What you are asked to do
Render every line of the records below as a numbered list, skipping blank lines and leaving the pictures out of your answer.

Extracted records

⟨

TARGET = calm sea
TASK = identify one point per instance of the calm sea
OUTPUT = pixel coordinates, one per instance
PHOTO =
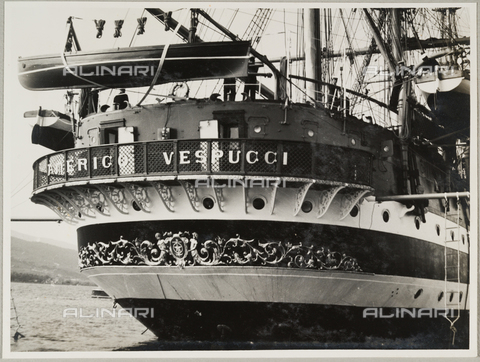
(67, 318)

⟩

Expected answer
1. TARGET = calm sea
2. TASK = identify one point per instance of the calm sea
3. OUTPUT = pixel coordinates, one per instance
4. PHOTO =
5. (67, 318)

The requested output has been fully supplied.